- Instructions to follow
Reproduce the records below exactly; the images should not appear.

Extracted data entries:
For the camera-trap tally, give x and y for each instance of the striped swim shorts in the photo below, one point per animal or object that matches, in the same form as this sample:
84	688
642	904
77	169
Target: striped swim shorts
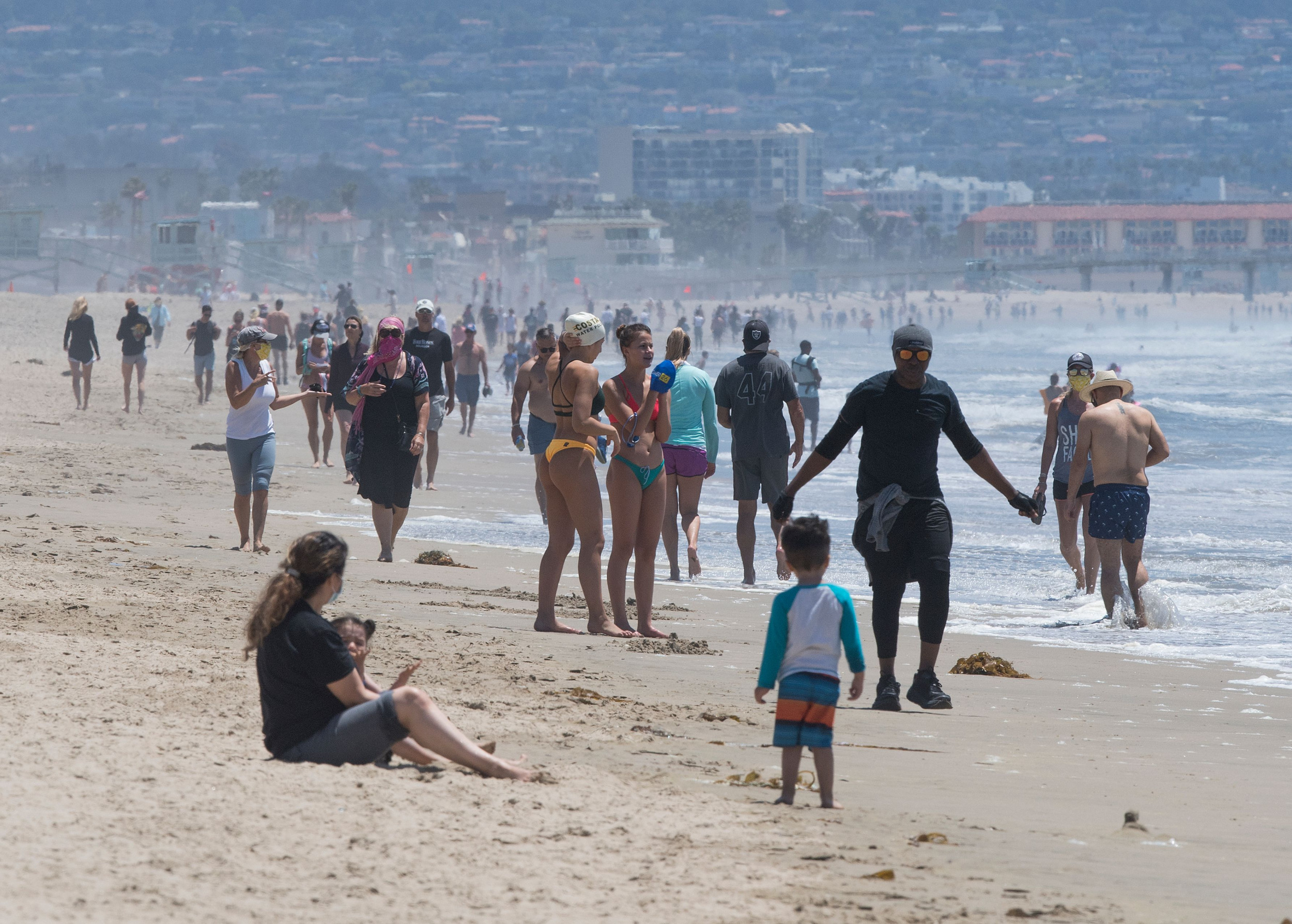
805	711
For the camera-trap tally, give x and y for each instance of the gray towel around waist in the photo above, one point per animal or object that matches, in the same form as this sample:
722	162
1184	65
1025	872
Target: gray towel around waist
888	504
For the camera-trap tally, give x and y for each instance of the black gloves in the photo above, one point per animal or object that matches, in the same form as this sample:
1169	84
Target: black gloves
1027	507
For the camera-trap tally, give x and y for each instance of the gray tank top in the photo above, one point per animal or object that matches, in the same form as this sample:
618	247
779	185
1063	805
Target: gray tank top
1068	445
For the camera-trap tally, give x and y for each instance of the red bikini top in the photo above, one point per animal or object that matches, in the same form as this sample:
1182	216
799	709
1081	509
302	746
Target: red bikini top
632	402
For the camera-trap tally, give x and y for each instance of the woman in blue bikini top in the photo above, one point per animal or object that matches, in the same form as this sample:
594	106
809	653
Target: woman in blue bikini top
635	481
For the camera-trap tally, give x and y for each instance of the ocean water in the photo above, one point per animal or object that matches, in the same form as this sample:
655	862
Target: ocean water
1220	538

- Solution to this task
For the camera-trap tally, give x and y for each instance of the striped swim shorts in the photo below, one point per animal or object that matches, in the same form as this sample:
84	688
642	904
77	169
Target: striped swim shorts
805	711
For the camera-trap tally, give x and y for each instance of the gray towel around waist in the photo above, one point per animal or object that matches, in the same form as this sample:
722	162
1184	65
1025	872
Target: gray towel around waist
888	504
For the camera-trap tally, give x and y for each instance of the black gloves in the photo above, one point per animal or object that matches, in the same form as this sample:
1169	84
Target: black gloves
1027	507
For the camera-trap tally, give x and y for each instance of the gray tank top in the photo above, one point per animal or object that matches, in the same form as this sample:
618	247
779	185
1063	805
Target: gray tank top
1068	445
For the camera-trap tally, give x and y for each instance of the red bikini top in the photo above, one point per animal or object that matches, in the same form as this sample:
1182	216
799	709
1081	509
302	746
Target: red bikini top
632	402
For the camera-trap tally, give x and y for each instance of the woman in blue bikini top in the photo above, one point per animal or object that matches, in the same form as this sample:
594	106
809	653
Target: woman in blue bikini top
635	481
For the camera-trap tally, give x and y for each instance of the ocean water in the photo above, one point per animal or object that matches, in the same form as this sample:
655	862
Target: ocean water
1220	538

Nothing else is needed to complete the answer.